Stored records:
= Beginning of Section =
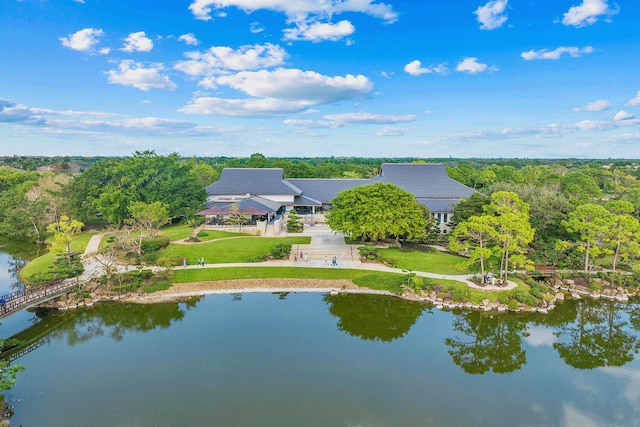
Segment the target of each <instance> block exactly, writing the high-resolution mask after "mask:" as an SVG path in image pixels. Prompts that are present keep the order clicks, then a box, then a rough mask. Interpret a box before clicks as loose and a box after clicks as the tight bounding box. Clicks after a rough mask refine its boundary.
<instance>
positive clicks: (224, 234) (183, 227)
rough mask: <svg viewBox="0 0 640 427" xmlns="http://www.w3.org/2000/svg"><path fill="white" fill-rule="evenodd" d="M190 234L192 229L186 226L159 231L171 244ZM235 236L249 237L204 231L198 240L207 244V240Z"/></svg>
mask: <svg viewBox="0 0 640 427" xmlns="http://www.w3.org/2000/svg"><path fill="white" fill-rule="evenodd" d="M192 233H193V227H191V226H190V225H188V224H174V225H167V226H166V227H162V228H161V229H160V235H161V236H166V237H168V238H169V240H170V241H172V242H173V241H176V240H184V239H186V238H187V237H189V236H191V234H192ZM205 233H206V236H205V235H203V234H205ZM236 236H250V234H247V233H233V232H230V231H223V230H208V229H205V230H202V231H201V232H200V233H199V235H198V239H200V241H201V242H207V241H209V240H215V239H223V238H225V237H236Z"/></svg>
= End of Section =
Task goal:
Once you have read through the entries, say how many of their lines include the string "clicks" and give nothing but that number.

Reply:
2